EXERCISE GOAL → Extract exactly and only the lines of the data below, starting at the line with "Expected output, for every instance of the autumn" and stopping after the final line.

DATA FOR THIS TASK →

>> start

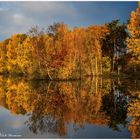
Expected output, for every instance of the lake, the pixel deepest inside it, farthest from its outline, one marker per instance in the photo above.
(89, 108)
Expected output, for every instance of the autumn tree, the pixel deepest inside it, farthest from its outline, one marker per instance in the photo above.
(133, 41)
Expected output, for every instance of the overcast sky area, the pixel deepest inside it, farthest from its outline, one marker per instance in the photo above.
(19, 17)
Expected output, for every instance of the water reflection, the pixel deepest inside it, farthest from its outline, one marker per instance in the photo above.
(53, 106)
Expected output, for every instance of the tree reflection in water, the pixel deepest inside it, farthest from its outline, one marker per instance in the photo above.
(51, 106)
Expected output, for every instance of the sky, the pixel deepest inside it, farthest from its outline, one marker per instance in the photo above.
(19, 17)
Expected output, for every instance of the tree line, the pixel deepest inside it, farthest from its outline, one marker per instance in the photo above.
(61, 53)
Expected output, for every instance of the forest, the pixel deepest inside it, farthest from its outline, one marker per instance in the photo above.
(63, 53)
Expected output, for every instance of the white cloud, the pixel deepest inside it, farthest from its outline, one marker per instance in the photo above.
(20, 16)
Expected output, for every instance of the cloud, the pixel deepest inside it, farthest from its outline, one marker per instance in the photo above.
(19, 17)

>> end

CORRECT OUTPUT →
Expected output, for every instance of the autumn tree, the pixel deepest inside it, farthest from its outline, one marker per instance in the photo above.
(133, 41)
Expected output, for every instance of the overcast sky area, the pixel deepest inside it, farthest from its outline, one marker per instance in the photo above.
(19, 17)
Expected output, for every instance of the water reflection, the pixel deepest inside it, farthest from its outline, one marker per instance in the photo above.
(53, 106)
Expected output, for every instance of the tree reflection in water, the pixel deepest inside it, farthest from its outline, one marker per instance in the photo above.
(51, 106)
Expected output, for every instance of the sky, the pixel deepest inside it, farthest from its outline, one marker per instance in the photo above.
(19, 17)
Expected output, for every instance of the tree line, the pixel deepest inside it, farthest from its outline, one marker per instance in the photo above.
(61, 53)
Expected output, for every instance of the forest, the pixel deepest inside it, farthest from its outline, one marker per instance in the photo above.
(63, 53)
Expected output, for every instance of the white cloud, the pixel deepest inside it, farthest from its outline, one marker per instance in the photo above.
(20, 16)
Expected output, for every instance of the cloud, the pixel deepest inside it, farthest from its outline, one marker per instance in the photo above.
(19, 17)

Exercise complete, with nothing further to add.